§ **WHAT YOU WILL DO**:
1 - Answer these questions from the book review:
(a) Whom does the title come from?
(b) What two occupations does the review give for the author?
(c) What diagnosis does she eventually receive at the psychiatric facility?
2 - Reproduce the passage of the book review starting at "It takes time" and ending at "a different path.".

§ **TEXT SECTION**:
/---
'Sin Bravely' inadvertently shows the value of a good spiritual director
Sin Bravely, by Maggie Rowe, is a memoir about a young evangelical Christian in desperate need of a good spiritual director. The narrator and heroine is an aspiring actress who cannot be sure she has been saved, even though she has accepted Jesus as her personal savior not once, but many, many times. Hers is a spiritual journey in reverse, one that starts from a position of belief but then slowly seems to back away from it.
The catchy title comes from Martin Luther: “Sin bravely so that you may know the forgiveness of God.” The subtitle is tailored to our times: “A memoir of spiritual disobedience.” The author is a comedian and screenwriter living in Los Angeles looking back at her formative years. As a young girl, Rowe is thoughtful and precocious. She knows her Bible and is intent on doing the right thing. But despite her best efforts, she cannot decide what constitutes a sin. In college, she tries cursing, and then sleeping with her boyfriend, but her casual sinning leads to a nervous breakdown. She lands in a Christian psychiatric facility, where she is eventually diagnosed with “scrupulosity” and, after some resistance, agrees to take antidepressants.
It takes time for Rowe to find a trusted counselor. His advice sets her on an unexpected course, to “sin bravely,” that would not be out of place in a Graham Greene novel. But her insights, while hard won, can seem like weak tea. “What if I didn’t have to worry about the Bible?” she asks herself. “What if I could just trust my instincts, my innate sense of good and bad?” Rowe is a winning narrator, and you can’t help but root for her. But this reader was left wondering whether a different kind of religious education, one that respected Maggie’s intelligence but also emphasized community and tradition, would have set her on a different path.
\---
§ **EXTRACTED RECORDS**:
/---
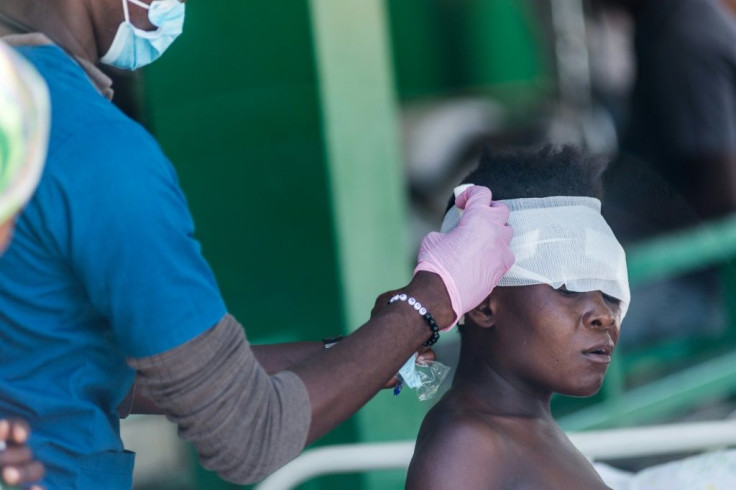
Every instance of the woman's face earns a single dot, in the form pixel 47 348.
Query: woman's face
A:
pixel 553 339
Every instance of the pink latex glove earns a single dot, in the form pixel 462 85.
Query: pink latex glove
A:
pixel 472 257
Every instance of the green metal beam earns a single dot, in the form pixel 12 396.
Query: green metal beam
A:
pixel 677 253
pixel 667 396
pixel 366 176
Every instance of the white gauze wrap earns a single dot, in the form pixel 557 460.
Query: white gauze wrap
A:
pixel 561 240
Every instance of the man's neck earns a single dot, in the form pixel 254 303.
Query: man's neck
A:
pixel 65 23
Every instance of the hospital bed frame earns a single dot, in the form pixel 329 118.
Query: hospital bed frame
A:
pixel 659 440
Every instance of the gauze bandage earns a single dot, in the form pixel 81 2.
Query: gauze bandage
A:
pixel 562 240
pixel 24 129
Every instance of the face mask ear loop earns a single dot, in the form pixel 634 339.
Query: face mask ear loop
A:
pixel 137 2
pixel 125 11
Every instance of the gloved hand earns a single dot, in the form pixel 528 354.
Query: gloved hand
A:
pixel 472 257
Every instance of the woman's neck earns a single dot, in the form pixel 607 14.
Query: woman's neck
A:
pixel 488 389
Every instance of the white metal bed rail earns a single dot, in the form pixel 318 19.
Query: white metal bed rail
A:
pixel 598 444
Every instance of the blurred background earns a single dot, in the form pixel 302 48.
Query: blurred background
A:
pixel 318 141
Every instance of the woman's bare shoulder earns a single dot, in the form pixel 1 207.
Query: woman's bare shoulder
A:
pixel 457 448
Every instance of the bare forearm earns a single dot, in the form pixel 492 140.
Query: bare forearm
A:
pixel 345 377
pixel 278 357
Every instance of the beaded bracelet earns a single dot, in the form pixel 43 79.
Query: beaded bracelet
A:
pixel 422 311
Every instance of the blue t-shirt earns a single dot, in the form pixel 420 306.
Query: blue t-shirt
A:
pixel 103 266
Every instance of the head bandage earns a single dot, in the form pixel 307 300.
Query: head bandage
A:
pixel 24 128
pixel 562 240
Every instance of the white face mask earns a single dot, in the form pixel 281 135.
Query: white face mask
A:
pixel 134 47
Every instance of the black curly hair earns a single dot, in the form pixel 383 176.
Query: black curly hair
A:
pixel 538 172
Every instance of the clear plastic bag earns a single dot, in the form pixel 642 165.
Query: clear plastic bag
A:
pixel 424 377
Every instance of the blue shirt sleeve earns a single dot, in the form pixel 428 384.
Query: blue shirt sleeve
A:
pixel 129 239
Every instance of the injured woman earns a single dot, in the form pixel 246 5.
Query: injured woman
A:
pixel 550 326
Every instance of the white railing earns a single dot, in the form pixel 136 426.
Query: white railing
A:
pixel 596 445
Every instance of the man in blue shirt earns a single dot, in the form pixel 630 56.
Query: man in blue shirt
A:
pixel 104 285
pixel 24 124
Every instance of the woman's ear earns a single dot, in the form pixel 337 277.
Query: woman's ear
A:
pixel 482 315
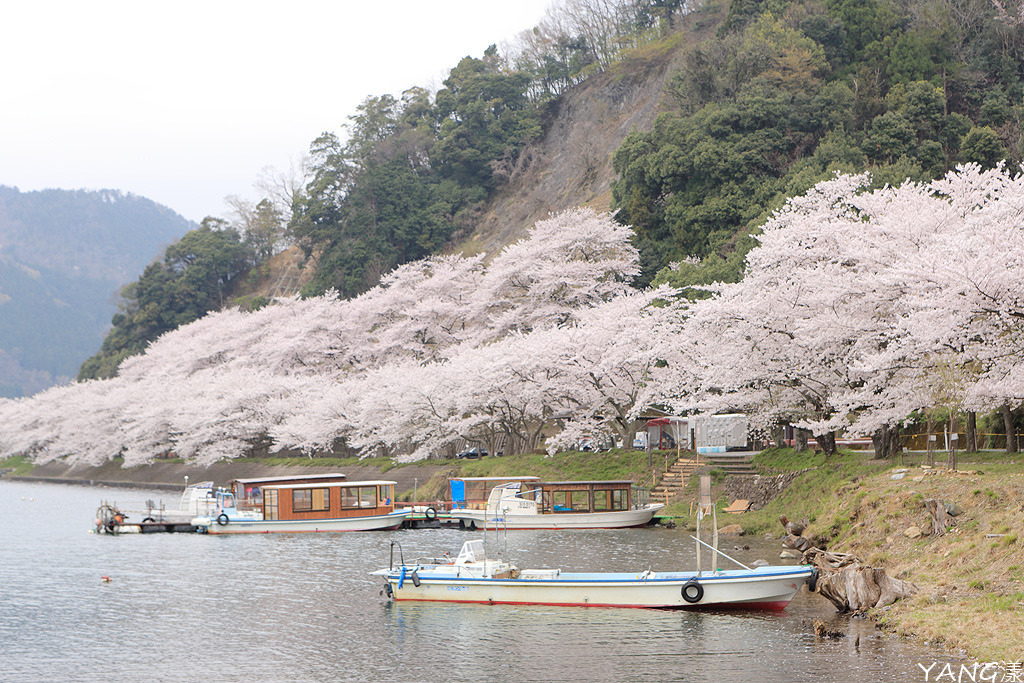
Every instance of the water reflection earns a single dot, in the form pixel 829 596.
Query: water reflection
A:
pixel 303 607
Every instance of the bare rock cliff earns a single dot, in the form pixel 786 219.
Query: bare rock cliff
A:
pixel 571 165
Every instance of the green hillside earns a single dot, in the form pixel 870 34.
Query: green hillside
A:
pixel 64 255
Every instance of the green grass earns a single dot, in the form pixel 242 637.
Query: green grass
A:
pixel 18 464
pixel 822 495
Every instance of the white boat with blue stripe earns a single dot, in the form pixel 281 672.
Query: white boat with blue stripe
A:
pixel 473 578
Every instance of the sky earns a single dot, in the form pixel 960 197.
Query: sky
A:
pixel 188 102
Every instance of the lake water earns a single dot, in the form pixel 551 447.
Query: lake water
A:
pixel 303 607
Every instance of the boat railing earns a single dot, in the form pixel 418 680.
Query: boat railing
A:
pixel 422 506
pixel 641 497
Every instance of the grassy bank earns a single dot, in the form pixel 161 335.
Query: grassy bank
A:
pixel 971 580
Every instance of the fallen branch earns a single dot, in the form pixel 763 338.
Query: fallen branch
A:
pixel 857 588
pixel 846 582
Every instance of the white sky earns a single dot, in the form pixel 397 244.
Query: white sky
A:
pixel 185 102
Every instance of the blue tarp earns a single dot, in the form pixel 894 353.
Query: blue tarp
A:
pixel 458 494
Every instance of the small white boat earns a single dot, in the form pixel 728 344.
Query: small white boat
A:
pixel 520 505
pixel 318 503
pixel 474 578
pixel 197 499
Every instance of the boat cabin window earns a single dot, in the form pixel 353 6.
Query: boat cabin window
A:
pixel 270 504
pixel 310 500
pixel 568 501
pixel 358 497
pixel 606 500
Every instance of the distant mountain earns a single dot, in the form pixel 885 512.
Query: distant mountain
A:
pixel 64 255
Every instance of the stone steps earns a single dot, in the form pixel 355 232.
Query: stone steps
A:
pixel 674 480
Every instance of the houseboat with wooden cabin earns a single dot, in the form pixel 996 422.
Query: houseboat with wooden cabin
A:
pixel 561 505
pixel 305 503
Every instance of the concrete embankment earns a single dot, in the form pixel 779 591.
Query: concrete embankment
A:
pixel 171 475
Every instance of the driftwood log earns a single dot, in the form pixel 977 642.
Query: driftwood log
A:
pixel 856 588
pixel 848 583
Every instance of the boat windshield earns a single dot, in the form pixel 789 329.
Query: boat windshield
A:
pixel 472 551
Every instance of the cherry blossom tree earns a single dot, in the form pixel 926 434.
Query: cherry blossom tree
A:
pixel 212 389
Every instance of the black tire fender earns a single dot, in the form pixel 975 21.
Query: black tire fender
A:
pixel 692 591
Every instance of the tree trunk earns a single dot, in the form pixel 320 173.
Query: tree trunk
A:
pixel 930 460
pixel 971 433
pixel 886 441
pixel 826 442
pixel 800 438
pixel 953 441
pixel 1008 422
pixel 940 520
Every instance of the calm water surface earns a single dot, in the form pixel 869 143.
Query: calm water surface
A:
\---
§ **RESPONSES PER TASK**:
1 -
(a) Martin Luther
(b) Comedian and screenwriter
(c) Scrupulosity

2 -
It takes time for Rowe to find a trusted counselor. His advice sets her on an unexpected course, to “sin bravely,” that would not be out of place in a Graham Greene novel. But her insights, while hard won, can seem like weak tea. “What if I didn’t have to worry about the Bible?” she asks herself. “What if I could just trust my instincts, my innate sense of good and bad?” Rowe is a winning narrator, and you can’t help but root for her. But this reader was left wondering whether a different kind of religious education, one that respected Maggie’s intelligence but also emphasized community and tradition, would have set her on a different path.